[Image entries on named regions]
+ + + + + + +

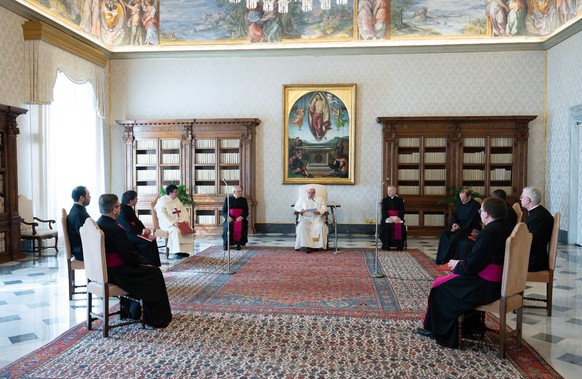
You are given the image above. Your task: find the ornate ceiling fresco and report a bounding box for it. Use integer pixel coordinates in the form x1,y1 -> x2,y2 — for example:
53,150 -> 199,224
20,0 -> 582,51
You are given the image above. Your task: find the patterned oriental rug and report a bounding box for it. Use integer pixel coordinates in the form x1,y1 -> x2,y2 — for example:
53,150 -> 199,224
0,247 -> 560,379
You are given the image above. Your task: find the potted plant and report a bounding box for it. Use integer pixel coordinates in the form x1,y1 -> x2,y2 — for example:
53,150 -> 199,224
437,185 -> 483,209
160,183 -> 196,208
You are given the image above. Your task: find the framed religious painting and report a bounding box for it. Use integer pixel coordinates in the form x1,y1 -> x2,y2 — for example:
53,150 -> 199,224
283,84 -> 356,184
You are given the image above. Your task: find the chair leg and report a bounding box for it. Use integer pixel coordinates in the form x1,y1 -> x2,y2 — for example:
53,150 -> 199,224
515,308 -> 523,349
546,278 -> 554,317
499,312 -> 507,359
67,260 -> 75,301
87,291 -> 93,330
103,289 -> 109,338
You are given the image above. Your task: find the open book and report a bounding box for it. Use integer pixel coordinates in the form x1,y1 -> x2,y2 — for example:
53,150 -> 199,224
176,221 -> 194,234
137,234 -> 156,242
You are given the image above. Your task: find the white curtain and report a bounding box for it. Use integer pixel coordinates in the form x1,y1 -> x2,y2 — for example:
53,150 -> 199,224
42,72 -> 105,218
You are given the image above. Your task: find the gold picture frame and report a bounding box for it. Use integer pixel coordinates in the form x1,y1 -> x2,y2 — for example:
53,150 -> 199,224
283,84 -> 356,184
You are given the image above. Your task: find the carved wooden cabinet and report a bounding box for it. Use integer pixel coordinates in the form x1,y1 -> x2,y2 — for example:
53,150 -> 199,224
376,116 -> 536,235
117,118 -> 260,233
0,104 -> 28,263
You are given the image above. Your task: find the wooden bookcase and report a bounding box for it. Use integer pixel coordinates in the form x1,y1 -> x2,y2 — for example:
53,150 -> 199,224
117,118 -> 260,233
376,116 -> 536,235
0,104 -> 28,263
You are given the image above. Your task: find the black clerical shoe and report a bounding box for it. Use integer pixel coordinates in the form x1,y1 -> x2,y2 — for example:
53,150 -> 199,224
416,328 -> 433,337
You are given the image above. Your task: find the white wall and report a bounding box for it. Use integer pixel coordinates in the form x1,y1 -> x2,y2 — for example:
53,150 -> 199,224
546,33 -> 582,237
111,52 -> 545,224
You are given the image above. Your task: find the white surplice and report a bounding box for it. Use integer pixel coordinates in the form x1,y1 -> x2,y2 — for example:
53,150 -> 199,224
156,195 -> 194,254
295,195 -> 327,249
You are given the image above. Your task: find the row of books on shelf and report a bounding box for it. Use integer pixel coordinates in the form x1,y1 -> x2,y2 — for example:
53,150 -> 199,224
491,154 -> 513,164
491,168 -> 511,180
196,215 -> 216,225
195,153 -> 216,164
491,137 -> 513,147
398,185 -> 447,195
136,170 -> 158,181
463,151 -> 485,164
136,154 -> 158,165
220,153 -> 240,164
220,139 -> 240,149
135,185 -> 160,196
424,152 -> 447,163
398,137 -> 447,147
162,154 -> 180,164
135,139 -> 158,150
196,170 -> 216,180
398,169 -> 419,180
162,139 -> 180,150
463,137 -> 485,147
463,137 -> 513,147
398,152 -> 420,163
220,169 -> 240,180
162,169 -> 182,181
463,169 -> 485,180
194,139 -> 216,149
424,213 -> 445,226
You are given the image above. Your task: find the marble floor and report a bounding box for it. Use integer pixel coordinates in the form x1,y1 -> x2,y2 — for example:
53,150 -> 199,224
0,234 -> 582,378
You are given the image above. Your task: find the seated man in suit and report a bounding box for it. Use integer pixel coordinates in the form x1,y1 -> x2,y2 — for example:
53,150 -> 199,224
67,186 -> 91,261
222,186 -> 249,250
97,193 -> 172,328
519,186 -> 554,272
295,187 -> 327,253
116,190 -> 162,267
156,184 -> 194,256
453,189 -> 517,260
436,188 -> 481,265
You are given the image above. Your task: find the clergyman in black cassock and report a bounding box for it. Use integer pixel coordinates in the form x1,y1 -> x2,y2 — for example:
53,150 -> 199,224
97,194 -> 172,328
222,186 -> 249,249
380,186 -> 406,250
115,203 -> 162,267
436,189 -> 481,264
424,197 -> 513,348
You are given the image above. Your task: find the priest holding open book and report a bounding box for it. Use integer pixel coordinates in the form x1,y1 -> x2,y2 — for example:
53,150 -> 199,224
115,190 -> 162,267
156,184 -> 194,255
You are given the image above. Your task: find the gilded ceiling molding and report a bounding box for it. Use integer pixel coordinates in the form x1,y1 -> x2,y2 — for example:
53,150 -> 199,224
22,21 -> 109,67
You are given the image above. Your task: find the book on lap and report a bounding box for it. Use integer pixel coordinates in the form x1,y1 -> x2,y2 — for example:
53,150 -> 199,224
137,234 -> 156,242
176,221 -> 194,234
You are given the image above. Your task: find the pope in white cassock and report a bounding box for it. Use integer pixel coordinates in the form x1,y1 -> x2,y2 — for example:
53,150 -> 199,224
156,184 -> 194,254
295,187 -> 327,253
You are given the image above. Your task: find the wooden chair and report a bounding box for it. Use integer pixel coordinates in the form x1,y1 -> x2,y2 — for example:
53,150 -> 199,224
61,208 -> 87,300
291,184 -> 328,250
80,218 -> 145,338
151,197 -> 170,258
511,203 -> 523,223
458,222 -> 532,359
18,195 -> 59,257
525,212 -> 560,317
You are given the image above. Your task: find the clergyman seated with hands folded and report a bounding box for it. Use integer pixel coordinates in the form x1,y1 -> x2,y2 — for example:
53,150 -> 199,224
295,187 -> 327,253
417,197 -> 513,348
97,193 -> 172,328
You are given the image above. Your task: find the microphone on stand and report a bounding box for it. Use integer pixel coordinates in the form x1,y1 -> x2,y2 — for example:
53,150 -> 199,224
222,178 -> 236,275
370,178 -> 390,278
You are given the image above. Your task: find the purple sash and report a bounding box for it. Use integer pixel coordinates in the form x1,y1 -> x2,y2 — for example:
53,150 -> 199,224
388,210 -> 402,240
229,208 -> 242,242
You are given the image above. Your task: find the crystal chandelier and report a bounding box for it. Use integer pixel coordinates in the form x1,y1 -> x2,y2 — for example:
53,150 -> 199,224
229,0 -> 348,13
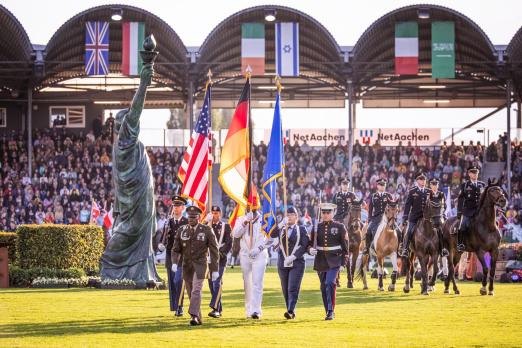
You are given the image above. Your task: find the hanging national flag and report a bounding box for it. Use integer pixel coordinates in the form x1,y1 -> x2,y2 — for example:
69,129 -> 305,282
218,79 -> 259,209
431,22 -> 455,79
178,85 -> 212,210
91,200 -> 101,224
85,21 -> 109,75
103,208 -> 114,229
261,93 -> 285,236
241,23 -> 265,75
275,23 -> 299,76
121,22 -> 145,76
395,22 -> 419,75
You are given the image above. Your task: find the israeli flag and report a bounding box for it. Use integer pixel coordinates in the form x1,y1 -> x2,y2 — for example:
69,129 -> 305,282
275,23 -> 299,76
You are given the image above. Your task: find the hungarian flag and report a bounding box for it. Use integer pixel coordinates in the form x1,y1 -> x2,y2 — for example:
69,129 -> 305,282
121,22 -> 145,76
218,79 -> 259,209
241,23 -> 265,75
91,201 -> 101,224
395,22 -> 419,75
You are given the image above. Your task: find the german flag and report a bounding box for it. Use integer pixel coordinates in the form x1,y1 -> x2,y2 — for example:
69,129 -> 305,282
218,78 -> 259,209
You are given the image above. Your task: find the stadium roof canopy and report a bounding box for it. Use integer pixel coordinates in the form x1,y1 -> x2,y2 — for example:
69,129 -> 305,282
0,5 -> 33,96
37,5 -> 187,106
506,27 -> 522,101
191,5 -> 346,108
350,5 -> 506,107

+ + + + + + +

**Short task**
List every line in the listing above that contains the string "ceiling", matching case exactly.

**Correct output**
You are given the image above. Your task: find the ornate ceiling fresco and report a bounding box for it. Use integer pixel coordinates in the form x1,y1 -> x2,y2 — for example:
You are given the image above. Your task: find the gilded ceiling molding and report a bounding box for it. Use integer pixel coordinates in the form x1,y1 -> x2,y2 — for example:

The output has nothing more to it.